### Data shown
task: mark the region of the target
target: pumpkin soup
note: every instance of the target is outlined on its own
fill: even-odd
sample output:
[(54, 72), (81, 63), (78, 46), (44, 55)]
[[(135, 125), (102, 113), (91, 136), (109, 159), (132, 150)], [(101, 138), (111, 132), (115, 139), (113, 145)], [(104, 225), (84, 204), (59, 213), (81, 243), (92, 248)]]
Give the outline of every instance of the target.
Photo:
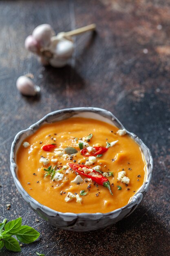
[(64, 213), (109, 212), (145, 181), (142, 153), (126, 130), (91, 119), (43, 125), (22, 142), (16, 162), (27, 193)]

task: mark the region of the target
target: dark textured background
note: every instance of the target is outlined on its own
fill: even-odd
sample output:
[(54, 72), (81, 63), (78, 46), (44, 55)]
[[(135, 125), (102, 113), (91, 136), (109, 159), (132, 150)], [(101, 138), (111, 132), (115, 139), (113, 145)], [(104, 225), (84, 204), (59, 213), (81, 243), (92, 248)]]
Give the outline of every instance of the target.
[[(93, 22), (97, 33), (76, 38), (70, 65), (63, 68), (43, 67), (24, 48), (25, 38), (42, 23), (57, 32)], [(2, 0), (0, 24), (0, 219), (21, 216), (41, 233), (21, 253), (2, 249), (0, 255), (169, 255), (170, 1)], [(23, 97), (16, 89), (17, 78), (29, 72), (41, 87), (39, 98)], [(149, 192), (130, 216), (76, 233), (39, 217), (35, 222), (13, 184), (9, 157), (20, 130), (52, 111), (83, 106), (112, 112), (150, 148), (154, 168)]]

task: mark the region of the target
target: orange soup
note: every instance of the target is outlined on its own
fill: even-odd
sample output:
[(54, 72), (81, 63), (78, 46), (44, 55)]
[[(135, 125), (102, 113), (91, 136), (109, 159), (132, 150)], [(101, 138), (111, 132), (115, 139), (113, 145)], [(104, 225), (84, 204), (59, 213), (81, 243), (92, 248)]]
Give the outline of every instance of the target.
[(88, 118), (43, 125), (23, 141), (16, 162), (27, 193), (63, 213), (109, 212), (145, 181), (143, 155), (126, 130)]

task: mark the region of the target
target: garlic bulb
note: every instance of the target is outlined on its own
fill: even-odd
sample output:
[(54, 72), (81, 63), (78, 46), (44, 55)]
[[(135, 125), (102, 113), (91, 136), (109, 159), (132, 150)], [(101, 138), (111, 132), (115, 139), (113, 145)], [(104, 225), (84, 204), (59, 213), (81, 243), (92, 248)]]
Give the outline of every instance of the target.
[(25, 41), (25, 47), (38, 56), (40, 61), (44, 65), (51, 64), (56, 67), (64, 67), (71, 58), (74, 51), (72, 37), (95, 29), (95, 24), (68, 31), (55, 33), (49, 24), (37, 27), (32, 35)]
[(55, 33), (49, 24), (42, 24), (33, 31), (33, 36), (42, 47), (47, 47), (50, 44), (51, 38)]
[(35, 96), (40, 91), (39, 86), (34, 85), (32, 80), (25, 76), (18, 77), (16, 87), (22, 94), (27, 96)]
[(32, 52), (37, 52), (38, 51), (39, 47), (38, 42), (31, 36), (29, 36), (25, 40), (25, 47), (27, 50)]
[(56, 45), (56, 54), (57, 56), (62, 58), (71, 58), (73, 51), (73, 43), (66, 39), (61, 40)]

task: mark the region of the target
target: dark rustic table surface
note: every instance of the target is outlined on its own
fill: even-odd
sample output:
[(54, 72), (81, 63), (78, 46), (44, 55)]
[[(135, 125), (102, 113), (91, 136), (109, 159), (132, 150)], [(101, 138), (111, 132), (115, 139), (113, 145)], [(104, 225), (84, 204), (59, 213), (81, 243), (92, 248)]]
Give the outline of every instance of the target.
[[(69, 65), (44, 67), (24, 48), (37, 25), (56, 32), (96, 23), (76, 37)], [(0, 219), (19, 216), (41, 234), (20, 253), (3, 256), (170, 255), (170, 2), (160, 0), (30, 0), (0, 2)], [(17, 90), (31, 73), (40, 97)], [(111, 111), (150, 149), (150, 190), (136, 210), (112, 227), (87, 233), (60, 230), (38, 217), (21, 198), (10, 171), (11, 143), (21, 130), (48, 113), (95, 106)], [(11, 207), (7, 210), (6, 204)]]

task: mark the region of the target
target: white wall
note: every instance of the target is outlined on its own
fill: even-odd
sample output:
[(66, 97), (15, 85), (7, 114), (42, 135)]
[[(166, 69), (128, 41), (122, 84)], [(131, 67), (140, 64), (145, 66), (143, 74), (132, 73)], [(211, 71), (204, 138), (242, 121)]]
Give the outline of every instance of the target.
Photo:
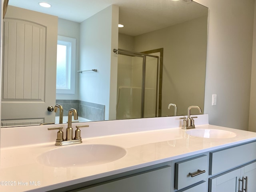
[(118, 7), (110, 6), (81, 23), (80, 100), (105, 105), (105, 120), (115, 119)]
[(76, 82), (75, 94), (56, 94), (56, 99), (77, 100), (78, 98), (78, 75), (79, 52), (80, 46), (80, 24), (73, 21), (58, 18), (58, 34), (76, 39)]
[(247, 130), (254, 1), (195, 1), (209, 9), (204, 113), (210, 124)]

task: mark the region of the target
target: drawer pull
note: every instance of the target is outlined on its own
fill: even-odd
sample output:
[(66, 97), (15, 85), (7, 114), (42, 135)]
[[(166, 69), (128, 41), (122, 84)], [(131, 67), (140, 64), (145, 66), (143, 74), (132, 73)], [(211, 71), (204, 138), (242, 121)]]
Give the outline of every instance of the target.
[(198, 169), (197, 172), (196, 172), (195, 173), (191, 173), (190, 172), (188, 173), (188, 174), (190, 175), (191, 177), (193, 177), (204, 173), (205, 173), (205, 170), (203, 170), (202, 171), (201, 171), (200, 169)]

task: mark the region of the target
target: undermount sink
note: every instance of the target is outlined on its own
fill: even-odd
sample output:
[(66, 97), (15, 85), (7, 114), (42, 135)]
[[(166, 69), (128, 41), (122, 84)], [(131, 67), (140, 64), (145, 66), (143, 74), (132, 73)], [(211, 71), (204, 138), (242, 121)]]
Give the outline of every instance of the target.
* * *
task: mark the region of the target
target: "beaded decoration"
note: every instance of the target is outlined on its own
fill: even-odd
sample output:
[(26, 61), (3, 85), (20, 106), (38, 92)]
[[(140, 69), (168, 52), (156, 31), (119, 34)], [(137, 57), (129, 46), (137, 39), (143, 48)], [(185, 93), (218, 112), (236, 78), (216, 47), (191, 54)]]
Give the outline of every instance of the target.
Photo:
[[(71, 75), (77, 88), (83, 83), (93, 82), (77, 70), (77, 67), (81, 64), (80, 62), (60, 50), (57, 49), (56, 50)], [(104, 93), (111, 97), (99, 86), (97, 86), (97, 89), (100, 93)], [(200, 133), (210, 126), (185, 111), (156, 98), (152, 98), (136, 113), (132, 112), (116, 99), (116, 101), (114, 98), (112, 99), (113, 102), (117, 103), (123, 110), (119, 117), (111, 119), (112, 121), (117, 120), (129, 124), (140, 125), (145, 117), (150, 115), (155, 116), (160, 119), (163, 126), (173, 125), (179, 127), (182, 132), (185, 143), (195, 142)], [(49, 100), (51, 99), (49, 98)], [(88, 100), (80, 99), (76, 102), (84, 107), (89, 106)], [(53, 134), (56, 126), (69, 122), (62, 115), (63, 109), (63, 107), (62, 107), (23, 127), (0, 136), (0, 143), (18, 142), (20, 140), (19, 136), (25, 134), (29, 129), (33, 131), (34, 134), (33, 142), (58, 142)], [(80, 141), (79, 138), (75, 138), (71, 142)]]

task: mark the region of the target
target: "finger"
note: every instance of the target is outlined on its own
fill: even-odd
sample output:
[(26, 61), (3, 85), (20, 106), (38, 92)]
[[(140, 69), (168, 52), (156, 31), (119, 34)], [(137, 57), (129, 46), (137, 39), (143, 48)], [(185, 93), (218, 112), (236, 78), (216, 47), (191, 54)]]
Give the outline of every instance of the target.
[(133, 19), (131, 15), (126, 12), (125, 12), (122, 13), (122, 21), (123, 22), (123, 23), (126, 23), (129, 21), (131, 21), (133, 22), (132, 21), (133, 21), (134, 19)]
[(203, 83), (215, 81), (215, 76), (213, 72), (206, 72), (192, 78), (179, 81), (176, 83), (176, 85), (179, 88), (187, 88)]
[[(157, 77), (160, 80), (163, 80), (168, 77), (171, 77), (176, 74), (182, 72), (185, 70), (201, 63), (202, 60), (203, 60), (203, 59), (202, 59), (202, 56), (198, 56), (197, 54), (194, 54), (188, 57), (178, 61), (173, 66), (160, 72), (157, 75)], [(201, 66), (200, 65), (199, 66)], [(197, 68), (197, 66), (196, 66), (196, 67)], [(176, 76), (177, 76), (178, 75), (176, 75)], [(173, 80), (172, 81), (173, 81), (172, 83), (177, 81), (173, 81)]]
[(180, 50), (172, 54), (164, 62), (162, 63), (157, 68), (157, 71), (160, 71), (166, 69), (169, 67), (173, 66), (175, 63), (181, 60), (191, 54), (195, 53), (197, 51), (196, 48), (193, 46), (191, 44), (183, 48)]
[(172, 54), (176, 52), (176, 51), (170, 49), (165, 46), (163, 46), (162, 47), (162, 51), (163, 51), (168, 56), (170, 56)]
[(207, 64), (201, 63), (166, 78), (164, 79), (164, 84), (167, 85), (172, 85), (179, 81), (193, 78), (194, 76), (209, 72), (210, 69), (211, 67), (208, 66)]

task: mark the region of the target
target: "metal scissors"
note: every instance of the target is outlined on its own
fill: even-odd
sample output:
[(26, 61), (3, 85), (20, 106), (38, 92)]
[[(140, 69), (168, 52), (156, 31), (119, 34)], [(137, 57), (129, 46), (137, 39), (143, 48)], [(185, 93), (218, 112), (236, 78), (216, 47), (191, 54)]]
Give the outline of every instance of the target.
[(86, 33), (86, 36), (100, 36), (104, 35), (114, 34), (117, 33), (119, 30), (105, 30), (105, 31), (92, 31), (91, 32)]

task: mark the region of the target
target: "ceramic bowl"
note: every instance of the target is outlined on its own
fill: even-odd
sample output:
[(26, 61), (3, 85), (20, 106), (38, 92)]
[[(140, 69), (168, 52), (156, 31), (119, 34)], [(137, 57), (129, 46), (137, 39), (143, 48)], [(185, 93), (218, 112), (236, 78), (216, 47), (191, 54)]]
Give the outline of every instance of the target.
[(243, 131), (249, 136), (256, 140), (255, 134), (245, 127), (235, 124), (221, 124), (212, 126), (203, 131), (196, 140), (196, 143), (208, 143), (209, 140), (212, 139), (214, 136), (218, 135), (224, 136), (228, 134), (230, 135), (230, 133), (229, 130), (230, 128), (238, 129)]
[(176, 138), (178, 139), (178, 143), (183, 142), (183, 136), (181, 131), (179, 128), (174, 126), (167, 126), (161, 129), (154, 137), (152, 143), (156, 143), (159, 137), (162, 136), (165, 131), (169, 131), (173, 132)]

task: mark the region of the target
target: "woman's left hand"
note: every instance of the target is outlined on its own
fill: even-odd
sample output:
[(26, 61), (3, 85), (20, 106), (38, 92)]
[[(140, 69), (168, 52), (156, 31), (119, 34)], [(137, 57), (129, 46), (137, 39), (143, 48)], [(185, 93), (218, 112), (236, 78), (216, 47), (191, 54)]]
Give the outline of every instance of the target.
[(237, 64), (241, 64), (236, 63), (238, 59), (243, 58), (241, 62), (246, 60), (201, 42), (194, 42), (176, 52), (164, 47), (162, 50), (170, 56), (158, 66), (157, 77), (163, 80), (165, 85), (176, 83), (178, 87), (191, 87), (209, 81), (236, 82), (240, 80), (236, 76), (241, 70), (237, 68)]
---
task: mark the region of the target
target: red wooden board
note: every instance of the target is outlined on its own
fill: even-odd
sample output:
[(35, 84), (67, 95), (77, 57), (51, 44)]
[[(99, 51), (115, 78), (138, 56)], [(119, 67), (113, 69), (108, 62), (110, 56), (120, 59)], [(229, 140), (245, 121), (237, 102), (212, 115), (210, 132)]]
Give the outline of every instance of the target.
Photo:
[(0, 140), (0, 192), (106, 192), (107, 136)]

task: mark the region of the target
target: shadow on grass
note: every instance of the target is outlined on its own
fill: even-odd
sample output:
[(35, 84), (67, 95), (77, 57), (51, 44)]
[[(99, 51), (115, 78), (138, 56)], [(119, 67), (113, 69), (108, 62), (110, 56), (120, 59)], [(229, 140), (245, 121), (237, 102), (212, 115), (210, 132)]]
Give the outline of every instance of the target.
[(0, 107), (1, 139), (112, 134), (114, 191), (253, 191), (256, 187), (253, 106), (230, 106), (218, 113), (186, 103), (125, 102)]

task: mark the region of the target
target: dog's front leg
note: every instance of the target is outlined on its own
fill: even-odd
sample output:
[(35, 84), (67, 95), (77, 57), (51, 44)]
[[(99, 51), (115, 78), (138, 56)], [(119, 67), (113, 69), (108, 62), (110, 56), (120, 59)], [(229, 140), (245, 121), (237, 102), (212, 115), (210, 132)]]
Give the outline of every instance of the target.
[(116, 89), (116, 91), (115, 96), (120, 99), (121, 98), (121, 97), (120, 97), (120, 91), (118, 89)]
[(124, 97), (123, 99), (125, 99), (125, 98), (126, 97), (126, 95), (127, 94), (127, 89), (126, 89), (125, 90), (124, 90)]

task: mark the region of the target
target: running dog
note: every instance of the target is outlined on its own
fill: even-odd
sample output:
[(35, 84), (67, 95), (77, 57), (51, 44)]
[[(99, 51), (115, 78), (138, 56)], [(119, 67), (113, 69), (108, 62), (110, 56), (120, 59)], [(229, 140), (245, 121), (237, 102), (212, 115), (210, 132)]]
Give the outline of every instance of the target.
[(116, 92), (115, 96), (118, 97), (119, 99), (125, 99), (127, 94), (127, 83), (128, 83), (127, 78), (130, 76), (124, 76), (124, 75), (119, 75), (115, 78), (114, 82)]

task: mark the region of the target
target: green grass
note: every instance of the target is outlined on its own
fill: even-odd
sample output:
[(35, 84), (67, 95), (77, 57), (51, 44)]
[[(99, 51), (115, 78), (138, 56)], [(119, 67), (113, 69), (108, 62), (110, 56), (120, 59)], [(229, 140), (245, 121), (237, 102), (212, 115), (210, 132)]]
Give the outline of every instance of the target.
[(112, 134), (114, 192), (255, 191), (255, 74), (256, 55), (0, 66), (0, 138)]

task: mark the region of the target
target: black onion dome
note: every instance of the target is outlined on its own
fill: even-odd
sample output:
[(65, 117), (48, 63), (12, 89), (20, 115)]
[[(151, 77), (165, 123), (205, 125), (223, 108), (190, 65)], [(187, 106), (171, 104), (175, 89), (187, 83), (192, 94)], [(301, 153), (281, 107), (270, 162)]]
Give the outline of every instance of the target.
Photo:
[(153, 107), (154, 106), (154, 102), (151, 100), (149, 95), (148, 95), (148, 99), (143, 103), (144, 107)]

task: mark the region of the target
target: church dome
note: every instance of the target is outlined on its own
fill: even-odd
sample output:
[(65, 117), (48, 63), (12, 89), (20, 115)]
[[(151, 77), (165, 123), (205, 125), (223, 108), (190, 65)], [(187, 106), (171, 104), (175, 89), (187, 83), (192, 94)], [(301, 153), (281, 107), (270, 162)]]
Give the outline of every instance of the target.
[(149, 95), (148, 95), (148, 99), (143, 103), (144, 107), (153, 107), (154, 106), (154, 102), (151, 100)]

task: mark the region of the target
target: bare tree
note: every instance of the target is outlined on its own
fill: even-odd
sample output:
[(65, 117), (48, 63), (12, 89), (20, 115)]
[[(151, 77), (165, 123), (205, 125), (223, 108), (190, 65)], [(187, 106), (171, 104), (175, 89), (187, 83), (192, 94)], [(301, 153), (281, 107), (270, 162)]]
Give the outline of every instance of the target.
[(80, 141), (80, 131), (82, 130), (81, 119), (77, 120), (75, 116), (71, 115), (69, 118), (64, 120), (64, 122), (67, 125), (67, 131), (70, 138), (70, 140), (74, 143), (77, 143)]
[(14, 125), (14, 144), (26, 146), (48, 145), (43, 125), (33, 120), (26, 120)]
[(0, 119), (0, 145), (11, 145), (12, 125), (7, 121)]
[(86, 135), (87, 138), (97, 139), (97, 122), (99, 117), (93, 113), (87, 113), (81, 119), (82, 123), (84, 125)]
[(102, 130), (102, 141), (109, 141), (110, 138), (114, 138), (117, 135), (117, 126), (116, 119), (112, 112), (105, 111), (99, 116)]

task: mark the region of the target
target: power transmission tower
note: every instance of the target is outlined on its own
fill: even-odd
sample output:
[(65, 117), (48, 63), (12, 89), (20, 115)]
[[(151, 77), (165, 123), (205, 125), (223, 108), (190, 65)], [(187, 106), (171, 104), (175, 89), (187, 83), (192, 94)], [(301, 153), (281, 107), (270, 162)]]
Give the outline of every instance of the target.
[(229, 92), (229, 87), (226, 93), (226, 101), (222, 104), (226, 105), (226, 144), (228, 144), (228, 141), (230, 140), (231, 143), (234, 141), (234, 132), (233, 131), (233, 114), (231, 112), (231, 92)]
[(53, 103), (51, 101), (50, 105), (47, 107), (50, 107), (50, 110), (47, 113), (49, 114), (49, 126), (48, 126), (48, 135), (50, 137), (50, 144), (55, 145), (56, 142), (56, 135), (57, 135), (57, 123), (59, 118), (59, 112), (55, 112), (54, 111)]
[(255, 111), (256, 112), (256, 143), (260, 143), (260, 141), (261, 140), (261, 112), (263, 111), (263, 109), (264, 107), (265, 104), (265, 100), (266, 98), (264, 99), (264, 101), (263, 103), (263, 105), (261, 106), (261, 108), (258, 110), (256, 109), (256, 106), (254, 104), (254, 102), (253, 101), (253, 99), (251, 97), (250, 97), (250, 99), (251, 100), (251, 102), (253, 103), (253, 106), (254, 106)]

### Task statement
How many lines in the material above contain the word "dark"? Reply with the number alone.

### Reply to the task
2